Material for this task
-----
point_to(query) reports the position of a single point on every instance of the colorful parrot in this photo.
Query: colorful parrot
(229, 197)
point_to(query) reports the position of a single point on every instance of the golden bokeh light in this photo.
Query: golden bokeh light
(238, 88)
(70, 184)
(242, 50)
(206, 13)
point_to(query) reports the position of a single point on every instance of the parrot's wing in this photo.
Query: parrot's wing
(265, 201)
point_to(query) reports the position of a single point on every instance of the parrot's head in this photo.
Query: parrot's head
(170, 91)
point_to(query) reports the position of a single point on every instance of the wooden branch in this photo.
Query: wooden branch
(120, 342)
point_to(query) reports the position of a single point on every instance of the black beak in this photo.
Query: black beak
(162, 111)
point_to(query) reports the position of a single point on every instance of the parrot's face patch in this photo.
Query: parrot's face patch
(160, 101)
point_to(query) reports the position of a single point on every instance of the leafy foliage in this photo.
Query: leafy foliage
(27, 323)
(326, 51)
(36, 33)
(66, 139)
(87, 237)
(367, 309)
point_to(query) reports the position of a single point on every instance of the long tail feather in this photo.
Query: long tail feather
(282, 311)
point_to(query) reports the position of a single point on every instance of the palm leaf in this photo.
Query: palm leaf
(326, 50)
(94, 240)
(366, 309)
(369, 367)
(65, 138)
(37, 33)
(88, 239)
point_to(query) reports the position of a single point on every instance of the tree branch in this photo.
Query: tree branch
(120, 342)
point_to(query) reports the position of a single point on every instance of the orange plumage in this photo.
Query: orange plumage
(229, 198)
-----
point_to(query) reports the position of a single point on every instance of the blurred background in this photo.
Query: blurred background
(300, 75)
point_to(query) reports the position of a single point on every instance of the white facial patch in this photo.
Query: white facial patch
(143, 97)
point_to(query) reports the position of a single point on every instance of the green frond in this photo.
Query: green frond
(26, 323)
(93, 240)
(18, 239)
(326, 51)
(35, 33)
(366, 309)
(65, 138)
-----
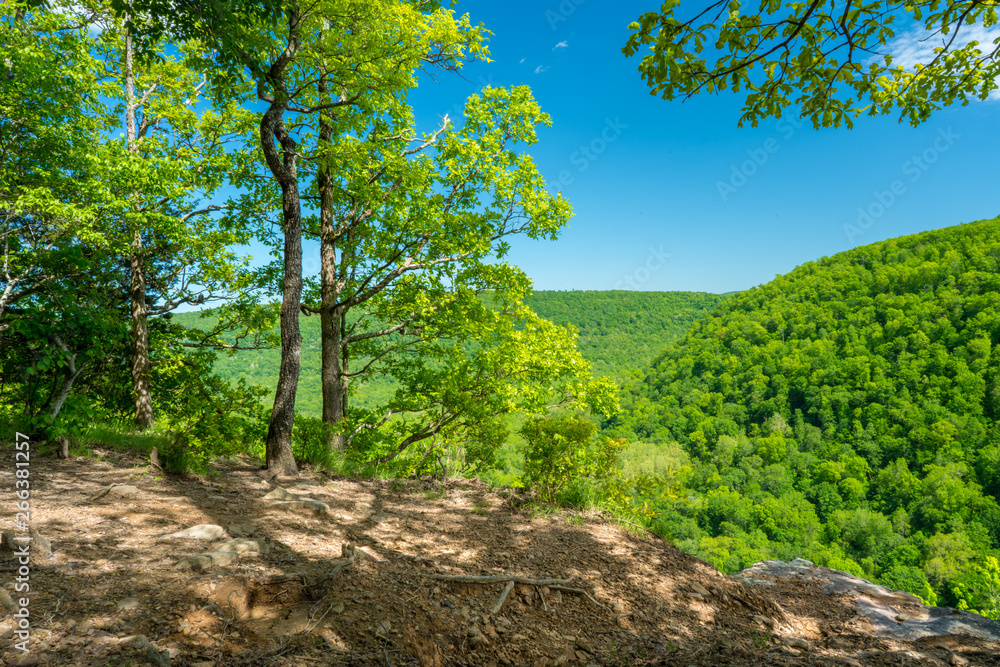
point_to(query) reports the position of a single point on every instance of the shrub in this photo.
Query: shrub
-----
Problem to work on
Pull out every line above that contains the word "blurred", matching case exactly.

Answer for the task
point_to(query) reports the position of a single point on every instance of the blurred background in this photo.
Query: blurred background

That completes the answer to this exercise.